* ACTIVITIES *
**a.** In the blood drive passage below, why does the writer feel that checking the box for "humanitarian reasons" was somewhat inaccurate? Answer in one to three sentences.
**b.** Answer these questions from the blood drive passage below, one answer a line:
(i) What did the secretary at the registration desk offer the writer?
(ii) How long did a faculty wife insist the writer stay in the chair?
(iii) Which three figures does the writer see in the stained glass windows?

* EXERCISE PASSAGE *
━━━━━━━━━━━━━━━━━━━━━━━━━━━━━━

They wanted my blood. Or so the kid who lives above me had said when he asked me to participate in the Red Cross Blood Drive. I imagined that I could feel the stuff sloshing around in my veins as I stepped up to the registration desk in Mem Hall.
"You nervous?" the secretary asked as she was filling out my card.
"Not really," I lied.
"Have a jelly bean," she suggested, as if to impart the therapeutic properties of a librium to a piece of candy. I popped one in my mouth anyway.
Looking around me. I noticed for the first time that Mem Hall had been transformed into a Barnum and Bailey-like infiemary. Bunches of helium filled balloons dotted the area, occasionally rising to the dusty rafters. This festive touch was offset by the green operating tables full of donors which took up half the building's floor space.
The middle-aged Faculty wives who ushered me through the waiting process all made valiant attempts to exude cheerfulness. Sporting blue smocks and name tags, smiling as wide as they could, and making insipid conversation ("How marvelous to remember your social security number!"), they all tried to make me feel as if I were sipping tea in their homes. But it just didn't work. They knew as well as I did that the purpose of my visit was not tea but blood. However, they were very considerate and did as much as they could to calm me.
A nurse administered a thorough review of my medical history before allowing me to give blood. She asked about everything from obscure childhood illnesses to what I had for breakfast that morning. This interrogation induced a temporary hypochondria forcing me to remember anything in my past that might compromise my ability to give blood. "What if I don't have enough?" I thought. The speed of the process left me no more time for injurious self-contemplation.
The next thing I knew. I was stretched out on one of those green tables, the precious life-fluid running from my vein to a bag out of my sight. Lying on my back. I could view the Mem Hall stained glass windows in all their exquisite detail, a treat that students gazing down at blue exam books rarely enjoy. Dante, Chaucer and Blake smiled benignly upon the whole affair.
Turning my head, I noticed that I was surrounded by students, faculty, and grounds workers. It occurred to me that, within this context, donating blood took on the dimension of a socially leveling process. In such a socially stratified place as Harvard, where each element conforms to its designated position in the hierarchy, it is easy to forget that we are all made of flesh and, of course, blood. Donating blood linked us in a way that no other Harvard function possibly could; the blood of a kitchen worker was worth just as much as that of the most world-famous professor.
A FACULTY WIFE helped me walk from the operating table to the snack table. I protested that I would be late for her husband's class, but she insisted that I stay in the chair for 15 minutes anyway. Other faculty wives kept bringing me juice and cookies. Elsie's it wasn't, but it kept me from passing out.
Before they let me leave, the ladies in the blue smocks made me fill out a questionnaire asking why I gave blood. I checked the box in front of "humanitarian reasons," but realized that this was somewhat inaccurate. True, while I donated my blood in part for the lives I would save. I was salving my good liberal conscience as well. I reasoned that my blood running in some body else's veins would somehow make me a better person.
As I rose from the table, glutted on oreos and orange juice a middle-aged woman bade me good-bye.
"Come again," she chuckled, "and bring all your friends."

━━━━━━━━━━━━━━━━━━━━━━━━━━━━━━

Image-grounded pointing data
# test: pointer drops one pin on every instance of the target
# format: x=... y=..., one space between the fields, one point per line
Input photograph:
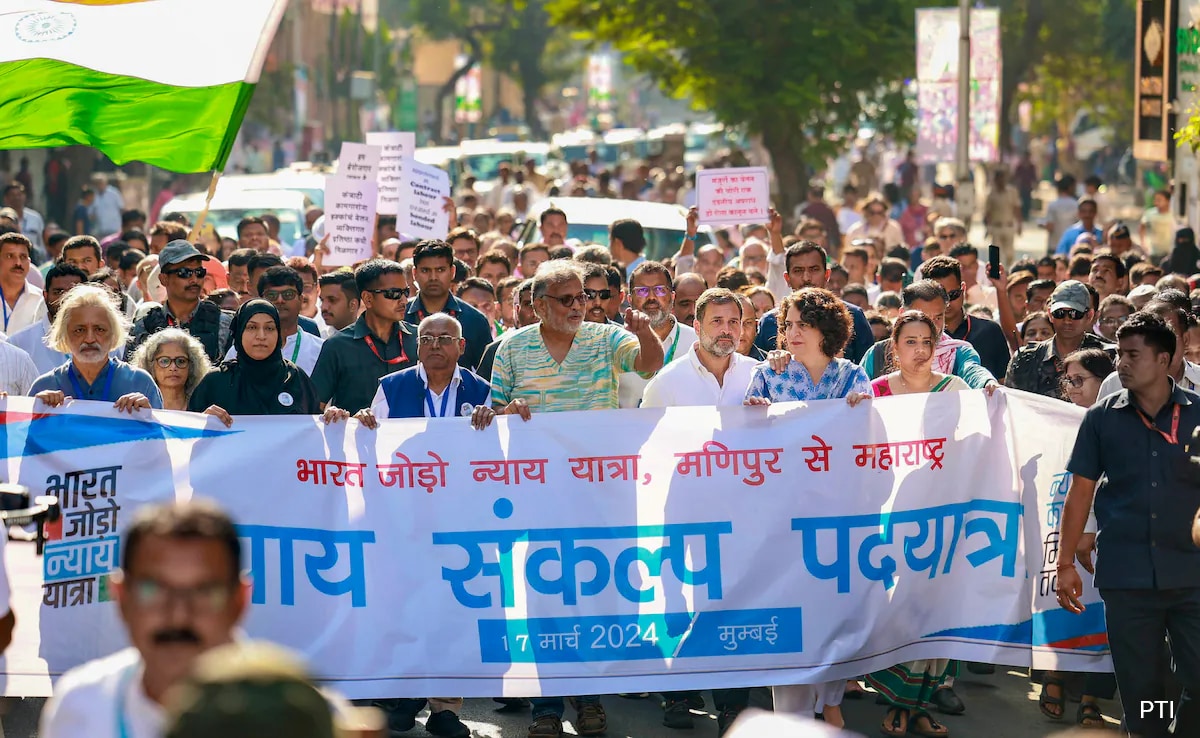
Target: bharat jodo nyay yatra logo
x=42 y=27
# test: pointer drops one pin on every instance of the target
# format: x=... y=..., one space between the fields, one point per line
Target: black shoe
x=447 y=724
x=947 y=702
x=725 y=720
x=511 y=705
x=402 y=713
x=676 y=715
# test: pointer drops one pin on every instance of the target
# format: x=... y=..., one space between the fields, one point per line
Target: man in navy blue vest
x=437 y=387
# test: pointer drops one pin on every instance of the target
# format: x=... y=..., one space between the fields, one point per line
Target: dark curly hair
x=823 y=311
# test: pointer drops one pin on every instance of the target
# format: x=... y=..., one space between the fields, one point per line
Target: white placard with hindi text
x=739 y=195
x=359 y=162
x=394 y=145
x=423 y=191
x=349 y=220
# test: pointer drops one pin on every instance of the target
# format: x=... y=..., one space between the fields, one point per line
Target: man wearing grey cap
x=183 y=276
x=1039 y=367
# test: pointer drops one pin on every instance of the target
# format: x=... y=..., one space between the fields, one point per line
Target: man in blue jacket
x=437 y=387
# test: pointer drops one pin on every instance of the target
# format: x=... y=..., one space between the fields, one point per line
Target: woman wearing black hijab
x=259 y=381
x=1185 y=258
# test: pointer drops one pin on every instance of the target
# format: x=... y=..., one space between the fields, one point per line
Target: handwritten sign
x=394 y=147
x=423 y=191
x=349 y=220
x=359 y=162
x=733 y=196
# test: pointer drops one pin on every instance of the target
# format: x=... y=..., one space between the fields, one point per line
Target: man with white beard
x=649 y=292
x=88 y=327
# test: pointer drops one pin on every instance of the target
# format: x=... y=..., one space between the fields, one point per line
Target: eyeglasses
x=391 y=293
x=187 y=273
x=645 y=292
x=1078 y=381
x=1063 y=313
x=568 y=300
x=205 y=598
x=443 y=341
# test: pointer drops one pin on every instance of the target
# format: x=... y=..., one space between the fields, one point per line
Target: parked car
x=588 y=220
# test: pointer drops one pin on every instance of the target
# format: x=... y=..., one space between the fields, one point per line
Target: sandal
x=895 y=723
x=935 y=730
x=1047 y=701
x=1090 y=715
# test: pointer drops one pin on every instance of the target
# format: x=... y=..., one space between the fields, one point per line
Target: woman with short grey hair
x=177 y=361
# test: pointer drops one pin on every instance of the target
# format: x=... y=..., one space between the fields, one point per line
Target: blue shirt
x=840 y=378
x=125 y=379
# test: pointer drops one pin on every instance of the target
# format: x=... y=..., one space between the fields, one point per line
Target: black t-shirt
x=989 y=342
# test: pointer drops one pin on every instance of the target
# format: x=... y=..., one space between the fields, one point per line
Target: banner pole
x=204 y=211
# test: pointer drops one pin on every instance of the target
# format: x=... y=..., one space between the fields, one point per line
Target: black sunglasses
x=391 y=293
x=1062 y=313
x=187 y=273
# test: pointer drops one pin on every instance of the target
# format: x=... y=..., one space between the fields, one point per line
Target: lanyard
x=445 y=400
x=673 y=345
x=7 y=315
x=1174 y=437
x=295 y=349
x=375 y=351
x=78 y=388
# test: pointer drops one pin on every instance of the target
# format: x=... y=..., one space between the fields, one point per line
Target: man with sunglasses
x=595 y=286
x=379 y=342
x=433 y=270
x=1038 y=367
x=183 y=276
x=649 y=292
x=180 y=593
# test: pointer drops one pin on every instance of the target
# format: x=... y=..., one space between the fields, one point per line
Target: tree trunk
x=786 y=149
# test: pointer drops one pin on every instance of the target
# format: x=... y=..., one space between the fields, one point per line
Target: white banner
x=593 y=552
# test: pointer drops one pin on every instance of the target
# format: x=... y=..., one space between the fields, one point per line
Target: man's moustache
x=177 y=635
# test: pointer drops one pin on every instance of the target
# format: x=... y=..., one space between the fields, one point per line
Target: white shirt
x=94 y=699
x=106 y=211
x=1113 y=385
x=677 y=343
x=31 y=340
x=17 y=373
x=381 y=407
x=30 y=309
x=305 y=357
x=688 y=383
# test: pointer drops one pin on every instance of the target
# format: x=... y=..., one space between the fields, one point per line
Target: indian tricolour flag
x=166 y=82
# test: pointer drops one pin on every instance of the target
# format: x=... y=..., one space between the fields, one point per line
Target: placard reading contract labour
x=733 y=196
x=349 y=220
x=395 y=145
x=423 y=193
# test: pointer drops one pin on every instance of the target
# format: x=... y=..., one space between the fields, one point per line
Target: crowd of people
x=477 y=325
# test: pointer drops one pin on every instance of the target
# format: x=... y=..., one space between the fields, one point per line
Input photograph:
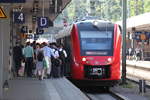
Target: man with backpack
x=62 y=56
x=39 y=62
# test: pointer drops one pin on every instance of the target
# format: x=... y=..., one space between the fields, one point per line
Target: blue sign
x=43 y=22
x=39 y=31
x=36 y=37
x=12 y=1
x=24 y=29
x=19 y=17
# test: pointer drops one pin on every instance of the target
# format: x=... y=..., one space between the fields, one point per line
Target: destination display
x=12 y=1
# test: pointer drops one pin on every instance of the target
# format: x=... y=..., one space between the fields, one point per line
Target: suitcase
x=56 y=71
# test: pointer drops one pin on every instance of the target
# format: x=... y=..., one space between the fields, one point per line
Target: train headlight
x=83 y=59
x=109 y=60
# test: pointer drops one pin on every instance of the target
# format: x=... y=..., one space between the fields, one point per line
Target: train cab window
x=96 y=41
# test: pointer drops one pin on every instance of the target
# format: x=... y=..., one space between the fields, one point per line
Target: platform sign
x=43 y=22
x=2 y=14
x=24 y=29
x=12 y=1
x=19 y=17
x=39 y=31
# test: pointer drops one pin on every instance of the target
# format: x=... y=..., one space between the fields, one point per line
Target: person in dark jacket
x=17 y=56
x=62 y=56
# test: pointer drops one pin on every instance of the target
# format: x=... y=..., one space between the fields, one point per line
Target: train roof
x=93 y=21
x=98 y=23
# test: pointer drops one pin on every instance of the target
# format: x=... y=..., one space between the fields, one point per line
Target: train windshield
x=96 y=42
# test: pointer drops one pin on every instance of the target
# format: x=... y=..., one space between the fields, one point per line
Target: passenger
x=39 y=62
x=62 y=56
x=130 y=53
x=138 y=52
x=17 y=56
x=29 y=57
x=56 y=62
x=47 y=58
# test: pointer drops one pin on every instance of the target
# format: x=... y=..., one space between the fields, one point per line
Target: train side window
x=120 y=29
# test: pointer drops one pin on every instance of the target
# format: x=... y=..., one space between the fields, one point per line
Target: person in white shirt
x=47 y=58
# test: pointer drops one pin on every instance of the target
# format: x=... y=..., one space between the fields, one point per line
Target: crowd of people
x=39 y=60
x=134 y=54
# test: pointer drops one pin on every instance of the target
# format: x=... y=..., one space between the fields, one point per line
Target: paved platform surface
x=131 y=91
x=144 y=64
x=49 y=89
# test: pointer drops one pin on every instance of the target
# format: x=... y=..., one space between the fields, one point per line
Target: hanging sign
x=2 y=14
x=43 y=22
x=19 y=17
x=12 y=1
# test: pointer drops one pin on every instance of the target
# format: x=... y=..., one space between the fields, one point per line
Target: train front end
x=96 y=53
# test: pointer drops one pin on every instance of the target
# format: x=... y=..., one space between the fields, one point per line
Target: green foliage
x=104 y=9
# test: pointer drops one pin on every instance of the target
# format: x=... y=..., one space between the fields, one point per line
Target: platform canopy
x=140 y=22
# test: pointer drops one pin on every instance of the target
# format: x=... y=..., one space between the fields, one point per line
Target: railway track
x=105 y=96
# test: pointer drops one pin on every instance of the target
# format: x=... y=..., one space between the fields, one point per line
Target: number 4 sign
x=19 y=17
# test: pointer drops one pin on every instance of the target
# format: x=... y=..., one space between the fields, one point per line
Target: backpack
x=40 y=56
x=61 y=55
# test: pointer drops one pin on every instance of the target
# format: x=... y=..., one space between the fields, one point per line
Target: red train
x=94 y=48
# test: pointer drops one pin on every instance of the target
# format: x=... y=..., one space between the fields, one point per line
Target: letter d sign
x=43 y=22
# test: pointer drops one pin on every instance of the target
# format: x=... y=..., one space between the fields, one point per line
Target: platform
x=48 y=89
x=142 y=64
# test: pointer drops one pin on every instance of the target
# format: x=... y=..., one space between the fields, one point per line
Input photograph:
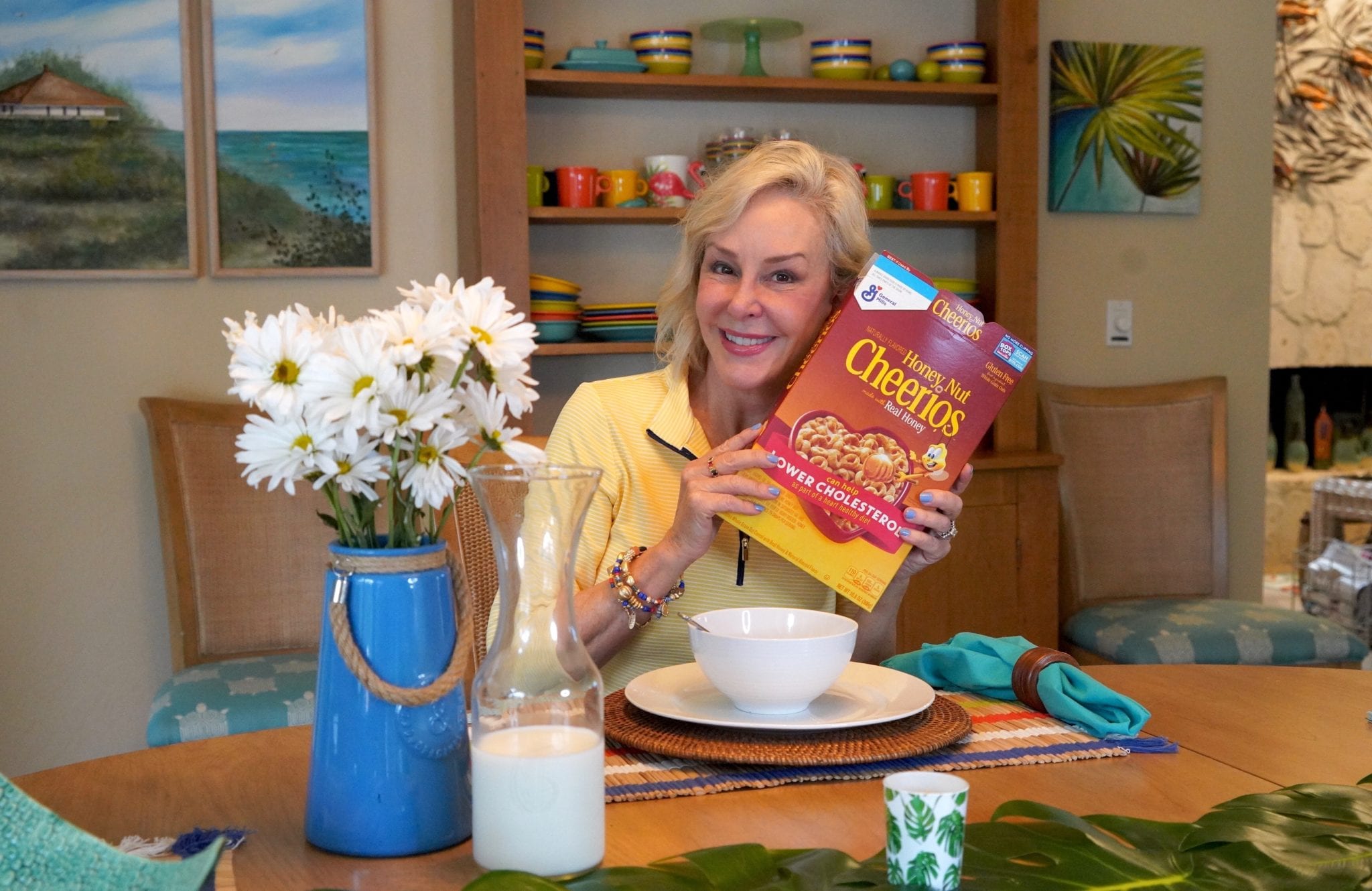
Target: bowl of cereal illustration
x=873 y=463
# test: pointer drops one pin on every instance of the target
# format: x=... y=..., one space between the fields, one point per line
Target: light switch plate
x=1119 y=323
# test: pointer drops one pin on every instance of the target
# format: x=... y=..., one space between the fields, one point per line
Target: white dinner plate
x=864 y=693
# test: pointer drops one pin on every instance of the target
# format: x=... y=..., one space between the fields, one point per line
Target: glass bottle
x=538 y=728
x=1323 y=452
x=1297 y=454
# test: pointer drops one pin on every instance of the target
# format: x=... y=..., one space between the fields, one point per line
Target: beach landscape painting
x=1124 y=128
x=94 y=145
x=293 y=171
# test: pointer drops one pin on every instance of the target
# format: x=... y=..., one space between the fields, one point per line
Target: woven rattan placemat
x=933 y=728
x=1002 y=734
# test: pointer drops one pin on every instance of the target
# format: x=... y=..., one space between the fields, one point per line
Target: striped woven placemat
x=1002 y=734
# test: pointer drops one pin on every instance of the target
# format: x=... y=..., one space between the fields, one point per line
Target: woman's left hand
x=932 y=525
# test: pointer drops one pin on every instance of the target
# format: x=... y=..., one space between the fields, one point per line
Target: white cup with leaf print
x=927 y=816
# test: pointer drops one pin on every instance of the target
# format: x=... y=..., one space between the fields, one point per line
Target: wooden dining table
x=1241 y=730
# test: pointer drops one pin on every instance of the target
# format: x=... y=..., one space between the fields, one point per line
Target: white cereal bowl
x=773 y=661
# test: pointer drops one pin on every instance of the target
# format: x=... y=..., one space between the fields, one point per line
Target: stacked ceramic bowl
x=533 y=48
x=966 y=289
x=663 y=51
x=841 y=58
x=961 y=62
x=620 y=322
x=553 y=308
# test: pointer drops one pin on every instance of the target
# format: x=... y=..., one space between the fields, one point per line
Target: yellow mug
x=537 y=183
x=624 y=187
x=972 y=191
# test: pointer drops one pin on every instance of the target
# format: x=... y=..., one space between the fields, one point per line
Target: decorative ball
x=902 y=70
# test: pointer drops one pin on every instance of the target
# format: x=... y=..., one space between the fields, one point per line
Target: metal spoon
x=693 y=622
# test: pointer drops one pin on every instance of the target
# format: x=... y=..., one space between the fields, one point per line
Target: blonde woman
x=767 y=252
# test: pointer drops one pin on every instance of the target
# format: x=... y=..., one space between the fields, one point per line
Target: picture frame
x=1124 y=128
x=95 y=179
x=291 y=182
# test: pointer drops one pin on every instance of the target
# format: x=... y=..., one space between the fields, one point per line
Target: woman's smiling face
x=766 y=287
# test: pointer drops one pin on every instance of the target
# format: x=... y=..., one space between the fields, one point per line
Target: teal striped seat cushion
x=234 y=697
x=1211 y=632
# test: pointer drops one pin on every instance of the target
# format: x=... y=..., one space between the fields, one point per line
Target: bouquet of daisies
x=369 y=411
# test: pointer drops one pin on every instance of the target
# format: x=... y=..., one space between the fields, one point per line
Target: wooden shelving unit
x=650 y=216
x=732 y=88
x=1002 y=577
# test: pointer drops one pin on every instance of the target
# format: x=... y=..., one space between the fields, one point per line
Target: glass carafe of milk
x=538 y=730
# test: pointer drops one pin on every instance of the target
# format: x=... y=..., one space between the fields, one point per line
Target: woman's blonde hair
x=819 y=180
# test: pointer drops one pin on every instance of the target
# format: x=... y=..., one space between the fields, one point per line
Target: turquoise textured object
x=234 y=697
x=1211 y=632
x=42 y=850
x=983 y=665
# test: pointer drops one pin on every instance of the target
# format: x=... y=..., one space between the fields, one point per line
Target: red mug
x=578 y=187
x=927 y=191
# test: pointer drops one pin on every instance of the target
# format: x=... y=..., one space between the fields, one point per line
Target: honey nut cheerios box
x=899 y=389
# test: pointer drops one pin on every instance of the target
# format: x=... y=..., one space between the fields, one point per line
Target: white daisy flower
x=357 y=468
x=483 y=408
x=344 y=383
x=268 y=361
x=518 y=386
x=405 y=411
x=283 y=450
x=424 y=295
x=484 y=319
x=425 y=341
x=430 y=474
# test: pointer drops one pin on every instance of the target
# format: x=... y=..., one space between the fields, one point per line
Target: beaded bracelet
x=633 y=600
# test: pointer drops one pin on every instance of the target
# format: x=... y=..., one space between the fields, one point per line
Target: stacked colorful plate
x=966 y=289
x=553 y=308
x=841 y=58
x=620 y=322
x=533 y=48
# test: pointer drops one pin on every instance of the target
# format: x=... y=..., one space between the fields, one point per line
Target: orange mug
x=578 y=187
x=928 y=190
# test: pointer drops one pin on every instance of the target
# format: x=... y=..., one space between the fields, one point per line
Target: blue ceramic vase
x=389 y=780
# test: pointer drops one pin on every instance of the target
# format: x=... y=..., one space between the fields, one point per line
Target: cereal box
x=894 y=397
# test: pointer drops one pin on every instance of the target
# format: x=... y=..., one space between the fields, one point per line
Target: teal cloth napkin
x=980 y=663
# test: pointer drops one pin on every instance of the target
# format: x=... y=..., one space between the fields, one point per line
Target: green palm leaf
x=1131 y=90
x=1160 y=176
x=920 y=819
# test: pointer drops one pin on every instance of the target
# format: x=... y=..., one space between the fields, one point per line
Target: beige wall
x=1199 y=285
x=82 y=636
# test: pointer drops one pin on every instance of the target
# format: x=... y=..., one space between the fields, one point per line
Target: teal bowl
x=556 y=331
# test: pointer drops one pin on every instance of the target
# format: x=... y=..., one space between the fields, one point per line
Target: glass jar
x=538 y=728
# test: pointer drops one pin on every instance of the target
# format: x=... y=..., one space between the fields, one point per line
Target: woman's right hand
x=705 y=494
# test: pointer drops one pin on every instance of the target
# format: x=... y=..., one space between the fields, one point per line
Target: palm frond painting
x=1124 y=128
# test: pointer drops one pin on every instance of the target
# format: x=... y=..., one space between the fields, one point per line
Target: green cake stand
x=752 y=33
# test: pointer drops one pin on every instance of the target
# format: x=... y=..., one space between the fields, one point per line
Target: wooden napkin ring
x=1024 y=677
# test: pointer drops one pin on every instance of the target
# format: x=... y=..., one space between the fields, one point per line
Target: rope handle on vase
x=353 y=658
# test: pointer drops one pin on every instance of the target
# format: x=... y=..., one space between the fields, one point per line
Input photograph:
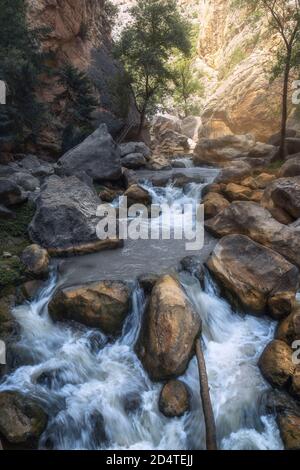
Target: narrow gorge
x=101 y=309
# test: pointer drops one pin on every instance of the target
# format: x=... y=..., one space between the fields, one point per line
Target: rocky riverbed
x=100 y=347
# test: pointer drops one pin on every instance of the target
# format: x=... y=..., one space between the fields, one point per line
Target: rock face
x=102 y=305
x=261 y=279
x=284 y=193
x=174 y=399
x=248 y=218
x=98 y=155
x=65 y=219
x=234 y=55
x=21 y=420
x=168 y=333
x=36 y=260
x=276 y=363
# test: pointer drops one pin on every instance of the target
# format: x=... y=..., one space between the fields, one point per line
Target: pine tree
x=79 y=102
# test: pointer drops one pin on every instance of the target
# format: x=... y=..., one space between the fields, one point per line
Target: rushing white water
x=98 y=396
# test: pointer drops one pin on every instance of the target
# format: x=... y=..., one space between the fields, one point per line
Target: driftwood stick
x=211 y=439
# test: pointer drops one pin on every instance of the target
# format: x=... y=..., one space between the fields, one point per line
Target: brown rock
x=289 y=425
x=289 y=329
x=102 y=305
x=213 y=204
x=36 y=261
x=276 y=363
x=21 y=420
x=169 y=330
x=137 y=195
x=260 y=278
x=174 y=399
x=249 y=218
x=236 y=192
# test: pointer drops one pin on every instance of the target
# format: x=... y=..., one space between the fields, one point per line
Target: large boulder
x=289 y=329
x=102 y=305
x=22 y=421
x=285 y=194
x=226 y=149
x=249 y=218
x=290 y=168
x=98 y=155
x=174 y=399
x=129 y=148
x=276 y=364
x=169 y=330
x=36 y=261
x=213 y=204
x=259 y=278
x=134 y=161
x=65 y=219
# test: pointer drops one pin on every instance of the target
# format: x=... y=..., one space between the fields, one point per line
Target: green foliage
x=79 y=102
x=21 y=65
x=157 y=30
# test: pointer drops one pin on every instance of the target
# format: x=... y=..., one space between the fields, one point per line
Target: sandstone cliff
x=234 y=55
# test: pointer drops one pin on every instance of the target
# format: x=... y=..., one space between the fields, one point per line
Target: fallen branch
x=211 y=439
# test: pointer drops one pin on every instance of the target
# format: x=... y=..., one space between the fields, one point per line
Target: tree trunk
x=282 y=149
x=211 y=439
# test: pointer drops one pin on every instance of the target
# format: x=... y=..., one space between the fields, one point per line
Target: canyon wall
x=234 y=54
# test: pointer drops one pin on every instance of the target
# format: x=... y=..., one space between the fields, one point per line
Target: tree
x=187 y=85
x=21 y=66
x=156 y=30
x=79 y=102
x=284 y=19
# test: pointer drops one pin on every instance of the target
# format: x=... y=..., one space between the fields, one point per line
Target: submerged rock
x=174 y=399
x=261 y=279
x=169 y=330
x=22 y=421
x=98 y=155
x=276 y=364
x=65 y=219
x=36 y=261
x=249 y=218
x=102 y=305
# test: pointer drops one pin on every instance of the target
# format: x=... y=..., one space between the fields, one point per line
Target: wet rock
x=236 y=192
x=249 y=218
x=135 y=148
x=137 y=195
x=235 y=173
x=22 y=421
x=285 y=194
x=169 y=330
x=65 y=220
x=31 y=288
x=194 y=266
x=134 y=161
x=148 y=281
x=289 y=425
x=213 y=204
x=174 y=399
x=98 y=155
x=102 y=305
x=276 y=364
x=289 y=329
x=10 y=193
x=290 y=168
x=36 y=261
x=260 y=278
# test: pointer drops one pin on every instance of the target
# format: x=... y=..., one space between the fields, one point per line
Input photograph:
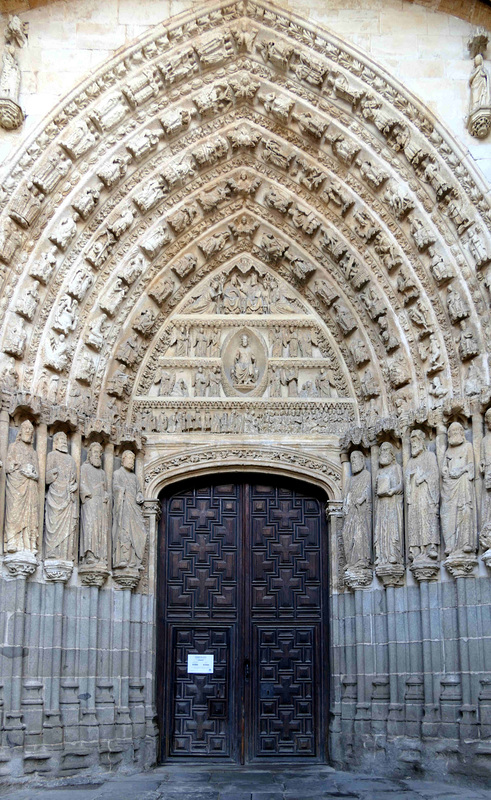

━━━━━━━━━━━━━━━━━━━━━━━━━━━━━━

* PER-TASK OUTPUTS *
**a.** The writer gave blood partly for the lives it would save, but also to salve a "good liberal conscience." The writer reasoned that having their blood in someone else's veins would somehow make them a better person.

**b.**
(i) A jelly bean.
(ii) 15 minutes.
(iii) Dante, Chaucer and Blake.